>> BEGIN RECORDS FOR THE TASK

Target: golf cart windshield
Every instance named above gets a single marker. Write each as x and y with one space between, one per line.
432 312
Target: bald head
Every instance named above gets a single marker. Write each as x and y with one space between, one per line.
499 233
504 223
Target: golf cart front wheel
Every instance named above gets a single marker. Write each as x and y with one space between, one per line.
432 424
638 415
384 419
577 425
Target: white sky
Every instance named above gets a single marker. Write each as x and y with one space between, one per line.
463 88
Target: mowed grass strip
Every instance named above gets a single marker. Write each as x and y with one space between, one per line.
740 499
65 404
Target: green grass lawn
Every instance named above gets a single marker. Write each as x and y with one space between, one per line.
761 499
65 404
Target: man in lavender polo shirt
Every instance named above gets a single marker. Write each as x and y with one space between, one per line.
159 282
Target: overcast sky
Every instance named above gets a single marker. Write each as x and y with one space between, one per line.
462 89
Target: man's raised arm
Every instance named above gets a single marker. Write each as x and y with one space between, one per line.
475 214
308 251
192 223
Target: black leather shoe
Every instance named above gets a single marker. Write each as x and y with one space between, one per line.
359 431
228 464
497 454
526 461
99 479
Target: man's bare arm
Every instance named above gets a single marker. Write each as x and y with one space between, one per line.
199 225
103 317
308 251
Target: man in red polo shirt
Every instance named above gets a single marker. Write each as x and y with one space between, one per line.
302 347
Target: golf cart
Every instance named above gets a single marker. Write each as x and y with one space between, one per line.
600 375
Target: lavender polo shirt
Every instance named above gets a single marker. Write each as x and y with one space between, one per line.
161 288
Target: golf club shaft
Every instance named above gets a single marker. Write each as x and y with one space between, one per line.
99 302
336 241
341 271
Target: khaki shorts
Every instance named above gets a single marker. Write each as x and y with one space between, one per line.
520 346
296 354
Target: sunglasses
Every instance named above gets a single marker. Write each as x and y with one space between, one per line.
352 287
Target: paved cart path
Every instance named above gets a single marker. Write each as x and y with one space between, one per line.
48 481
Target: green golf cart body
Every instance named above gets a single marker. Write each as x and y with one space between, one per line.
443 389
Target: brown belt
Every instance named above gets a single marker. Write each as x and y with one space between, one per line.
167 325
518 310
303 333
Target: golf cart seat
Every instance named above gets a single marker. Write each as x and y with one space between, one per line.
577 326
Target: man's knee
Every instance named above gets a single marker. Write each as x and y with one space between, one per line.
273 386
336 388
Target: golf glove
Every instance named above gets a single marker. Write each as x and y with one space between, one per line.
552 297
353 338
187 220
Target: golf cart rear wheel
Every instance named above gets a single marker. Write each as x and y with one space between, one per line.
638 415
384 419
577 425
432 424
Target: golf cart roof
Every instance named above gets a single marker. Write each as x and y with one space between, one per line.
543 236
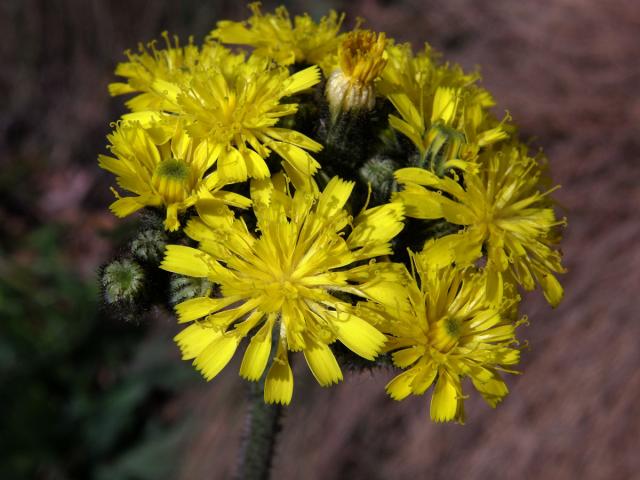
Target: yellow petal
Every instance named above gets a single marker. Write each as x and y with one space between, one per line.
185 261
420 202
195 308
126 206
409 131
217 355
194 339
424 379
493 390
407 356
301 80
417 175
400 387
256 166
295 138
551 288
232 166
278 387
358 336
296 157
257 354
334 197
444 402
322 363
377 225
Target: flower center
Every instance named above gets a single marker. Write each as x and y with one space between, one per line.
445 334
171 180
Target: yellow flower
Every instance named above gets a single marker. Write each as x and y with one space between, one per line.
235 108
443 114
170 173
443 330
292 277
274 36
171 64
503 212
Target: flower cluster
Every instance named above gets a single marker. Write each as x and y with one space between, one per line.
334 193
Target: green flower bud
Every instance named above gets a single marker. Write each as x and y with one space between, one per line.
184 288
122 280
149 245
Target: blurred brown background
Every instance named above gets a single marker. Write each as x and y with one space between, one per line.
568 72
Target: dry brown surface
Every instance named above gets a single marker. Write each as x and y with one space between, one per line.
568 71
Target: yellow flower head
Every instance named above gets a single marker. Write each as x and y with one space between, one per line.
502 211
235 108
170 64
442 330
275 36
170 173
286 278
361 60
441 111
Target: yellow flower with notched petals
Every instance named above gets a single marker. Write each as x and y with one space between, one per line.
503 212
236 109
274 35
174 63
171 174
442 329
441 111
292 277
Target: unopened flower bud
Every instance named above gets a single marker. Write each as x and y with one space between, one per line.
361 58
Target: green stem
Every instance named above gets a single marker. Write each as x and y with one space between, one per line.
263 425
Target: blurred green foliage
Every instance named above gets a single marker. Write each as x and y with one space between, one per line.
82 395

>> END RECORDS FOR THE TASK
>> BEGIN RECORDS FOR THE TASK

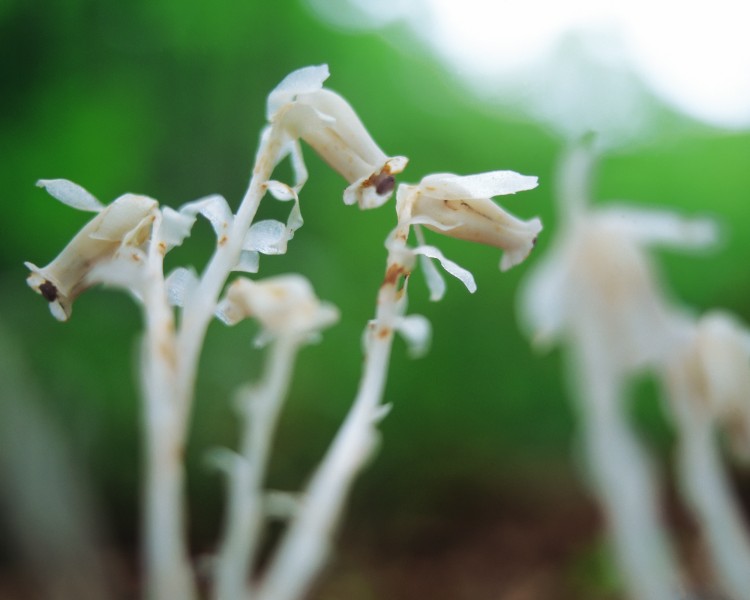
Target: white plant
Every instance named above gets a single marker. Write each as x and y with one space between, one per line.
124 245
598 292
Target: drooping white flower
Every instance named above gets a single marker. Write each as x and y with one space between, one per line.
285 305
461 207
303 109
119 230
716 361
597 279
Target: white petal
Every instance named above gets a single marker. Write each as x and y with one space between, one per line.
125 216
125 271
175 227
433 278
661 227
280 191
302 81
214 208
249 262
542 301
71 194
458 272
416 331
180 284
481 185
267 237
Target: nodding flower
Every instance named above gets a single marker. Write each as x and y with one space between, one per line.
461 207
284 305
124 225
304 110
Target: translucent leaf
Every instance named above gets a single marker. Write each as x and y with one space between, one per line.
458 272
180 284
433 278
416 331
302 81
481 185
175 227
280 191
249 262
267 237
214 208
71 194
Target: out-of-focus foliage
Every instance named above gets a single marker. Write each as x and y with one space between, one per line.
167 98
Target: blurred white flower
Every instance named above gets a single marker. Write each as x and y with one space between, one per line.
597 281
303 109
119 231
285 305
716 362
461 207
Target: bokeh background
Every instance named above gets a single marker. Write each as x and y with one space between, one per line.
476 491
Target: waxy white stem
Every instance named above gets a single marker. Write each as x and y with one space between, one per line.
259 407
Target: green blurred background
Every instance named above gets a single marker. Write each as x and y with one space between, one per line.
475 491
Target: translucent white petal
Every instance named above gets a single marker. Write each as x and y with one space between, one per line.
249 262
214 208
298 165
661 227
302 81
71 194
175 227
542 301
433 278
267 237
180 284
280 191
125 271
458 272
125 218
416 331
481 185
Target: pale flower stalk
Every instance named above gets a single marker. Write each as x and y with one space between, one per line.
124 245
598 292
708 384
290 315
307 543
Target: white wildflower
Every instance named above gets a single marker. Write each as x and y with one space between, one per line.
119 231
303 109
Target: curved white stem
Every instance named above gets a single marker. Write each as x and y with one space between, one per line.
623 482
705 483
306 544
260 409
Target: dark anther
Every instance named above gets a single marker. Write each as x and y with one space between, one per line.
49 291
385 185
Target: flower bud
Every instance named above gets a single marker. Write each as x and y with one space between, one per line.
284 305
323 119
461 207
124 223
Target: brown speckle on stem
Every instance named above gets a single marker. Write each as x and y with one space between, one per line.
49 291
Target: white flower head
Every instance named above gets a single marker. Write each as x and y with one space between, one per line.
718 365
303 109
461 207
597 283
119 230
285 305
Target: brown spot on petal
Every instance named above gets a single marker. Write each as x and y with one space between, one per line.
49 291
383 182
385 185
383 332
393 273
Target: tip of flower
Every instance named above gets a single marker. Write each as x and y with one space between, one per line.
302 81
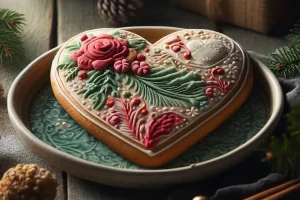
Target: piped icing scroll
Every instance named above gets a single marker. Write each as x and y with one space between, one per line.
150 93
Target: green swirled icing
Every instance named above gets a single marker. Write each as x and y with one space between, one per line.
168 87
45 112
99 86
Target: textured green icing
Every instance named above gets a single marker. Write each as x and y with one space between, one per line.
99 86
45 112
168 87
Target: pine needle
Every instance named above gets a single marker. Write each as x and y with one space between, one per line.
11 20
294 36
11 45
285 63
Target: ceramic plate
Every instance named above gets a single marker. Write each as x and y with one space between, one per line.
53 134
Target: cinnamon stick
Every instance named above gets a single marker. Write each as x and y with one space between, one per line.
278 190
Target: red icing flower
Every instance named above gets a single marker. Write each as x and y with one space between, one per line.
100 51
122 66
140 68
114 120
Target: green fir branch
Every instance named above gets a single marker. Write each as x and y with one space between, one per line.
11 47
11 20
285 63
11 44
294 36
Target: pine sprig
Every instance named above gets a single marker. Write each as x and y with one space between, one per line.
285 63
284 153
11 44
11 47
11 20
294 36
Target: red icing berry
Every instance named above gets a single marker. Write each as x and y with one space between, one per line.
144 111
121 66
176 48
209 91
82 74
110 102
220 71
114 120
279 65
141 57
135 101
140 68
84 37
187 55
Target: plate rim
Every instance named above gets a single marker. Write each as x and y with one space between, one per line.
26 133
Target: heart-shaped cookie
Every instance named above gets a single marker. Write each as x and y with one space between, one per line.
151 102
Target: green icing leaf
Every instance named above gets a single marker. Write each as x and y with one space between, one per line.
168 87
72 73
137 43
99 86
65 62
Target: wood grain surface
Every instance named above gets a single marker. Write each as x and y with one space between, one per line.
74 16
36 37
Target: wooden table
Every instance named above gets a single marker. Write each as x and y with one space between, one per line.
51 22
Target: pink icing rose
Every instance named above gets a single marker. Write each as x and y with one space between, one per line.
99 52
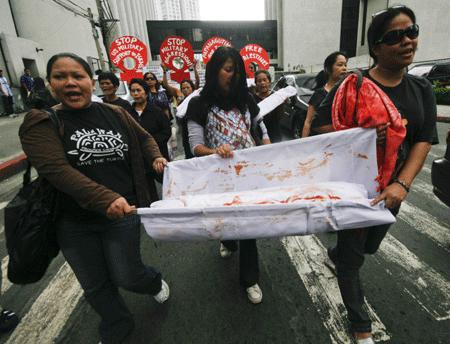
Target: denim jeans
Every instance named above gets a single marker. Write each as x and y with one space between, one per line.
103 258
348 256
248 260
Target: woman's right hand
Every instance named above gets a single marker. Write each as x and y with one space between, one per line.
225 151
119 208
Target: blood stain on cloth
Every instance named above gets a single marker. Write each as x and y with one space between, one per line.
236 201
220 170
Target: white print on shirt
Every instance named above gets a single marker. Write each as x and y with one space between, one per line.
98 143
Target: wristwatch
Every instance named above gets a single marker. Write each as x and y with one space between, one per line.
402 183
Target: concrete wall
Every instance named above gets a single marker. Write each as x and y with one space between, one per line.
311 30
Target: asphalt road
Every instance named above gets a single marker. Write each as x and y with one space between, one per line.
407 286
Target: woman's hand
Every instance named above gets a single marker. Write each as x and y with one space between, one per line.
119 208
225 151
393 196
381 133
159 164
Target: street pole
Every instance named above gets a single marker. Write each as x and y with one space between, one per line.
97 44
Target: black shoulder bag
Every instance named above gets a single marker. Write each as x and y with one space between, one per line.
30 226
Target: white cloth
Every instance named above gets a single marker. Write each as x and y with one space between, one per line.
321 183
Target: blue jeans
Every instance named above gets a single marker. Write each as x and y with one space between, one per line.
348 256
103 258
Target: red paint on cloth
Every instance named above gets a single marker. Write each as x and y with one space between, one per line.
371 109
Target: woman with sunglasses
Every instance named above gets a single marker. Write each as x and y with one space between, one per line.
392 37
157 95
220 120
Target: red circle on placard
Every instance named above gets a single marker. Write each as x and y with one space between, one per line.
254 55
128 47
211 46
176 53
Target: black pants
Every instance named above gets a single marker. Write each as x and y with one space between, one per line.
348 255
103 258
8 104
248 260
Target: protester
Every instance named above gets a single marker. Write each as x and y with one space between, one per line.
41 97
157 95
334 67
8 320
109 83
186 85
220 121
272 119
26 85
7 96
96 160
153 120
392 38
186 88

>> END RECORDS FOR THE TASK
>> BEGIN RECORDS FOR THE TASK

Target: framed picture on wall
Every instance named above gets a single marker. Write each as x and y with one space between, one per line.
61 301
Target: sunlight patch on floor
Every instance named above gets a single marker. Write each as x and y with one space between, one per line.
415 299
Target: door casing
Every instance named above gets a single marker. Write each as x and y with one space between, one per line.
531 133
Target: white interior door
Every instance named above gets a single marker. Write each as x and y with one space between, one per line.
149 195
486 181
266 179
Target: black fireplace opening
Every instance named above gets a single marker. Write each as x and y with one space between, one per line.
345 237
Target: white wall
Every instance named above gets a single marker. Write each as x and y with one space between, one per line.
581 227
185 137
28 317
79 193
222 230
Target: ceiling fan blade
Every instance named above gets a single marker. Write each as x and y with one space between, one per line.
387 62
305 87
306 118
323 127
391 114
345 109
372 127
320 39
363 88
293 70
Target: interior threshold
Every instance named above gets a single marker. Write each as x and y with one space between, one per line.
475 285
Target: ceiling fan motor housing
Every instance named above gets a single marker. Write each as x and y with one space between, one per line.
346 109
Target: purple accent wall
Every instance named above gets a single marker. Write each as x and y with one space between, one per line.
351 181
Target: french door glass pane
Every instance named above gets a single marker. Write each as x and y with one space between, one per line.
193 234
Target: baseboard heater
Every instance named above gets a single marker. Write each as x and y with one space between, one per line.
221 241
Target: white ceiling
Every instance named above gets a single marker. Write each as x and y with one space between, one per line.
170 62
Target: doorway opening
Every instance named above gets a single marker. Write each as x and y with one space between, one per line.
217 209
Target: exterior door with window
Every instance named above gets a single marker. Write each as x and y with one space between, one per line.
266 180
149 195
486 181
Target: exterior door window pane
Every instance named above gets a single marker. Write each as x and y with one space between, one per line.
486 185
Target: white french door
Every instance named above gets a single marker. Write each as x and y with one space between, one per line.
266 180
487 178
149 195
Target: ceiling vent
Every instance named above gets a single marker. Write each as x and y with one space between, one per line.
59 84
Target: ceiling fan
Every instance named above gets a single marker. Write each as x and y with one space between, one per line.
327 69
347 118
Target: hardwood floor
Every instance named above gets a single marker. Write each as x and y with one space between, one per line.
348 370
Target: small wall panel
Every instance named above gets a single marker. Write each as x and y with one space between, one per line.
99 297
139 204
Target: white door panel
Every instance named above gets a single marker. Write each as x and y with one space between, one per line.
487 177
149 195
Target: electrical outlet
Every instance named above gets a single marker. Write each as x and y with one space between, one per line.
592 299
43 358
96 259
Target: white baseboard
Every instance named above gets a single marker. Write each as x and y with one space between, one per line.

>> END RECORDS FOR THE TASK

Pull out every line of the material that contains the string "shirt".

Target: man in lavender polo shirt
Target: man in red polo shirt
Target: lavender polo shirt
Target: white print on shirt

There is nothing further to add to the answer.